WORK REQUEST:
Within the records, say how many lines include the word "below"; the answer should be the number and no more.

BEGIN DATASET RECORDS

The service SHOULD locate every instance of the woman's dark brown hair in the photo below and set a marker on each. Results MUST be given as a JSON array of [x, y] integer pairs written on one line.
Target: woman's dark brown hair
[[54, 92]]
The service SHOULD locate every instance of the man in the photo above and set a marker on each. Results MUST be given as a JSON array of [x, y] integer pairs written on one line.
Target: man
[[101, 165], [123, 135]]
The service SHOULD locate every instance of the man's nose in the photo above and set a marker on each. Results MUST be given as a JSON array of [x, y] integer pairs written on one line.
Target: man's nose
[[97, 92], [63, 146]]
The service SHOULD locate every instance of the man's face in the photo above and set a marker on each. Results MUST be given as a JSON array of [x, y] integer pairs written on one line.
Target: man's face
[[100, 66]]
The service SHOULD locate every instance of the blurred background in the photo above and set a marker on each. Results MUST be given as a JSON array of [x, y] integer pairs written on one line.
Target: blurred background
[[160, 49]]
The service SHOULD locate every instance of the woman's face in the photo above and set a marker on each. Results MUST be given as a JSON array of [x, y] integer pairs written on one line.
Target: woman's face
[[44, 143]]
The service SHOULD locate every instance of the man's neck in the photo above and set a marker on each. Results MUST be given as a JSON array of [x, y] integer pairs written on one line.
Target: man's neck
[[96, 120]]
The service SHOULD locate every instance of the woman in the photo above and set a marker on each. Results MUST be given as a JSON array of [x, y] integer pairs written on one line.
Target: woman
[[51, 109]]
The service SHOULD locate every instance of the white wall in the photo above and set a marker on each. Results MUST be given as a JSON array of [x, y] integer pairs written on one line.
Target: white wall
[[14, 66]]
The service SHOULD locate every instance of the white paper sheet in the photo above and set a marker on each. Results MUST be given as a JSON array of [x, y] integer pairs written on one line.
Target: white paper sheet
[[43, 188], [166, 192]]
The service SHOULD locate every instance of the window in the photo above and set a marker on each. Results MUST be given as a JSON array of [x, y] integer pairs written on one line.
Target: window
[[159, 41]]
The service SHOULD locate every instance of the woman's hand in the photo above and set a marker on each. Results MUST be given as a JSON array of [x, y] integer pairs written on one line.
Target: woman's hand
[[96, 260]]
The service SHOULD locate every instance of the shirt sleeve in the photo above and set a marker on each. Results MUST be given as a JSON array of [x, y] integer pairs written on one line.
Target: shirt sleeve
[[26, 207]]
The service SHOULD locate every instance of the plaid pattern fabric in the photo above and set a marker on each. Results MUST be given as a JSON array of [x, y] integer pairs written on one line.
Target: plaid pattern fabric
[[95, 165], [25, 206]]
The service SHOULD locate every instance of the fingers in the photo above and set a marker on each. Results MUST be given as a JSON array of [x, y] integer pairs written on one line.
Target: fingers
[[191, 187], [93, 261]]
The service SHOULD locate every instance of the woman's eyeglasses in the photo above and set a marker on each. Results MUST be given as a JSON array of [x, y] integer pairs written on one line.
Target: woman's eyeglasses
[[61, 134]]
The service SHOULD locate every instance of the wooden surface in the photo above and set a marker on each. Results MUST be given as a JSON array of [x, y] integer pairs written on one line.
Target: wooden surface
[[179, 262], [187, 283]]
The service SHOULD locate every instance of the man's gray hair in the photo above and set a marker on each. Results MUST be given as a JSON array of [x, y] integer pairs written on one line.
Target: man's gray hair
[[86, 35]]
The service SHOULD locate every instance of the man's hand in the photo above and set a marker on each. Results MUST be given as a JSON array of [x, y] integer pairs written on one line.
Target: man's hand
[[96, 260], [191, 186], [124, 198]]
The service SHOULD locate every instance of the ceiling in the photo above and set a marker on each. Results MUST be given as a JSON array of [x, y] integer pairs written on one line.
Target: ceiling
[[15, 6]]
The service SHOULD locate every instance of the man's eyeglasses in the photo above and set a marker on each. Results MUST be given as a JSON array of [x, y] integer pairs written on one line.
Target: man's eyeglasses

END DATASET RECORDS
BEGIN DATASET RECORDS

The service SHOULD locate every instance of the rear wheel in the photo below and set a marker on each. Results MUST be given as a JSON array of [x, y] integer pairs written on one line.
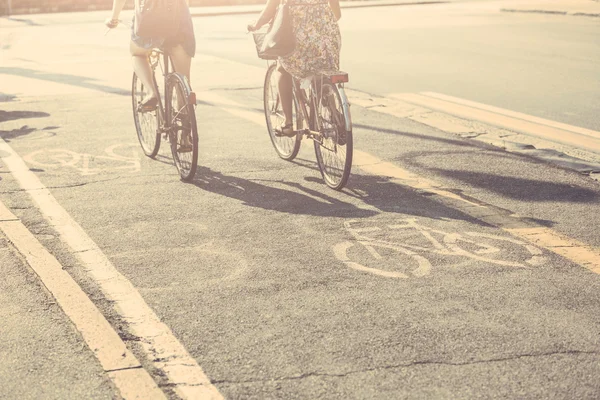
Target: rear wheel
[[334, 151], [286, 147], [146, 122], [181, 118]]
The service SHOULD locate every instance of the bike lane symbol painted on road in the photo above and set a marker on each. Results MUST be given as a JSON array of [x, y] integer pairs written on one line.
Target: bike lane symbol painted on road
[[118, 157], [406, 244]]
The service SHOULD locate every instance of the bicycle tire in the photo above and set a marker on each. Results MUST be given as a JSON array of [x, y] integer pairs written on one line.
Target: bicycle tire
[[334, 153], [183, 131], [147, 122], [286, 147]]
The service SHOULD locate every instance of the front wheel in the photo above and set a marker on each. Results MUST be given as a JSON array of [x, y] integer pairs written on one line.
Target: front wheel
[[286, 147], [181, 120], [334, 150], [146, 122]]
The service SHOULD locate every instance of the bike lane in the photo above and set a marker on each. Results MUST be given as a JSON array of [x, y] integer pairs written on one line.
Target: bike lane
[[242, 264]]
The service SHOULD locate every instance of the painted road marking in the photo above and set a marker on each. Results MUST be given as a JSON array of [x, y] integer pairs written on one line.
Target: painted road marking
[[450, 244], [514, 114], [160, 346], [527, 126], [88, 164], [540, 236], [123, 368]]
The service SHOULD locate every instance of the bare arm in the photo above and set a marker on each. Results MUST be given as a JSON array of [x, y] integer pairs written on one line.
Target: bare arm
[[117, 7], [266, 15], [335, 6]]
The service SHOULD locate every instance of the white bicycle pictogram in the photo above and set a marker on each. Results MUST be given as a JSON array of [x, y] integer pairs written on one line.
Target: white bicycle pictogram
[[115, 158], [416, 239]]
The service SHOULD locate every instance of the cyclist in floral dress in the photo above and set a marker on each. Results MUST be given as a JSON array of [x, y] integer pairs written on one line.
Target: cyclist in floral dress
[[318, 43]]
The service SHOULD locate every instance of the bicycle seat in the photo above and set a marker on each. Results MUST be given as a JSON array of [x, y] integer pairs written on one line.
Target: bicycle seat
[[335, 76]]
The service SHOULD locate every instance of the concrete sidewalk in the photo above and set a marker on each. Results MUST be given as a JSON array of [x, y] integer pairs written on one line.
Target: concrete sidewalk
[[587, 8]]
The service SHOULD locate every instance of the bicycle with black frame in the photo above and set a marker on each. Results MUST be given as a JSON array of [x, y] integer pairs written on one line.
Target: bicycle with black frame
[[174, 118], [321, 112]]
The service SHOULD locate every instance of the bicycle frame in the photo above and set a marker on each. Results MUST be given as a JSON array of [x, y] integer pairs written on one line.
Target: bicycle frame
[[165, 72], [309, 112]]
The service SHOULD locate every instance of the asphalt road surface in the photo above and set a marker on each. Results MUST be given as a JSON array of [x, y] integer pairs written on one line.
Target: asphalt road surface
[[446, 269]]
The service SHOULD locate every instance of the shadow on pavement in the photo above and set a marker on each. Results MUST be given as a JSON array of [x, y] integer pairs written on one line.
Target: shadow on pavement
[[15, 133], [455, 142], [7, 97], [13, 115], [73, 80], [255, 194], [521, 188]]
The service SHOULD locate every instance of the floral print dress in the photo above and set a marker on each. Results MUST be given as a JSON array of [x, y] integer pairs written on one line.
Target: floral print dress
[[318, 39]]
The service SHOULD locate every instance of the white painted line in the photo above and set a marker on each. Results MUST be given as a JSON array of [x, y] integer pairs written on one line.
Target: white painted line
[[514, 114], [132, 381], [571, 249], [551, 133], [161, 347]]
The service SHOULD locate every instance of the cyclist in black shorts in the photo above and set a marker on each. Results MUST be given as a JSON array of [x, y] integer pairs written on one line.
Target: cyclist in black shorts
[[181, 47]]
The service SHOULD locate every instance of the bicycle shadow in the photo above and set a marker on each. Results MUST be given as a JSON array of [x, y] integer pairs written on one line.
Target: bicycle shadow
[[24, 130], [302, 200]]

END DATASET RECORDS

EXERCISE RESPONSE:
2